Can you continue the piece on books about mental illness from where it stops, writing the next part in the same style?

● PROVIDED TEXT
>>
Libraries and book stores are full of books on mental illness and mental health. There are many resources on research studies, mental health help and psychological opinion. Few things are as moving and facilitate as much understanding, though, as autobiographies and personally recounted stories.
Parents write about experiences with their children, mentally ill individuals recount what it is like to have a mental illness, others grow up with parents that are mentally ill. Stigma and fear are greatly reduced when we can read these stories with compassion for the individuals and see just how difficult it is to be a person living with a mental illness.
The following list of books are invaluable resources to families and friends of those who suffer from a mental illness.
The Center Cannot Hold
Elyn Saks, a professor at the University of Southern California's Gould School of Law describes her journey with Schizophrenia. An in depth look and rare look at the evolution of Schizophrenia from youth through adulthood. Elyn Saks gives a glimpse into a world few understand.
Ben Behind His Voices
Randye Kaye describes her son's battle with mental illness. Traveling from a seemingly ordinary childhood through a turbulent time as a teenager, Ben goes through extremely hard challenges before his Schizophrenia diagnosis. Randye describes what it feels like to parent a child going through the unimaginable hurdles of mental illness.
An Unquiet Mind
Kay Redfield Jamison, a doctor, is a foremost authority on Manic Depressive Illness, otherwise known as Bipolar Disorder. During her academic times, she suffered through mania and depression, as well as a suicide attempt. She brings a unique perspective to the discussion, someone who has a mental illness and also counsels those who do.
The Quiet Room
Lori Schiller's biography reads as a diary and dialogue with medical professionals and family members. It is a unique book that details the life of a person suffering from Schizophrenia.
<<
[Natural-language object grounding data]
>>
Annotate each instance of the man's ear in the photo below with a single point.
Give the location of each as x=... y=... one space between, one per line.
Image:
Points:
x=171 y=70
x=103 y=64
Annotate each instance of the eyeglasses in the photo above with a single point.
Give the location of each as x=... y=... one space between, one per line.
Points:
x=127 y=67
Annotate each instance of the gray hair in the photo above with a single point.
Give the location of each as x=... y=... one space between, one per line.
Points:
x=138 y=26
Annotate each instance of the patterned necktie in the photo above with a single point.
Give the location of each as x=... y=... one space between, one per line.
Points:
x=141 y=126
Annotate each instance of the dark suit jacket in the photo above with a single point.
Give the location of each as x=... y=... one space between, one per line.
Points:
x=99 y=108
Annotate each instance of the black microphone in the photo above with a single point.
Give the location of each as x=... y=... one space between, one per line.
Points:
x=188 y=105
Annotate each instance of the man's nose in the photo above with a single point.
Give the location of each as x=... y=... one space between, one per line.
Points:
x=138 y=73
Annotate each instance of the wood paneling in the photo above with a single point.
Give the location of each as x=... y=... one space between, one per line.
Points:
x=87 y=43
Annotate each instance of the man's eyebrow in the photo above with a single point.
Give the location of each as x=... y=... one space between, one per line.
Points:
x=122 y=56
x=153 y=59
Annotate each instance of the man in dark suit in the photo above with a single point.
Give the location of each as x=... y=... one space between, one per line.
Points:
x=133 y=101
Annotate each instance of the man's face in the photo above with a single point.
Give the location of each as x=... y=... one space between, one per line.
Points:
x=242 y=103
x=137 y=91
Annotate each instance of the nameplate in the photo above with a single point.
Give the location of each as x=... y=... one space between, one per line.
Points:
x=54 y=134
<<
>>
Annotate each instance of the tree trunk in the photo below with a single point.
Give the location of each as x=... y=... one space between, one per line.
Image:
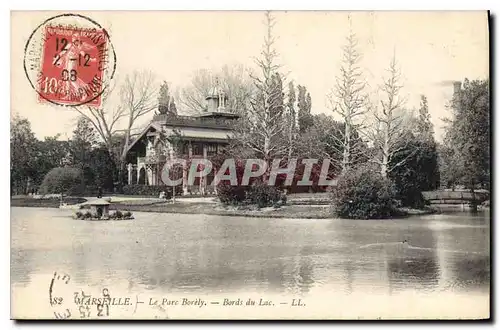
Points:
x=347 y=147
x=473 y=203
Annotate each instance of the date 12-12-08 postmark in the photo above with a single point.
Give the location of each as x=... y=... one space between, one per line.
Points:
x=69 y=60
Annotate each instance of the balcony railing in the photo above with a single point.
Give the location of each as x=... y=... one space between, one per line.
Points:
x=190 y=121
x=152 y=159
<<
● OUTPUT FOR THIS EXERCISE
Pete Earley is a journalist with a unique perspective of mental illness having studied the mentally ill in prisons for years. This story is personal. It is the battle his son faced with mental illness and the struggles Pete himself faced in order to help his son. It is a story of the brokenness of our mental health system, as well.
The Noonday Demon
Andrew Solomon writes an epic book on depression drawing from his own struggles, the struggles of others and the cultural implications depression has on the country at large. It is truly an in depth analysis and allows the readers to contemplate moral and ethical challenges regarding this topic.
Is There No Place On Earth For Me
Susan Sheehan followed a teenage schizophrenic girl for over a year through hospitalizations, doctor visits and observing her illness one on one. From a journalistic perspective it compiles the study of an illness few people get the chance to view.
Stalking Irish Madness
Patrick Tracey writes about his investigation into his family's generational struggle with Schizophrenia. Tracing his Irish roots to Roscommon, Ireland and his oldest known ancestor, this book captures the pilgrimage and subsequent study of Schizophrenia from the perspective of genealogy.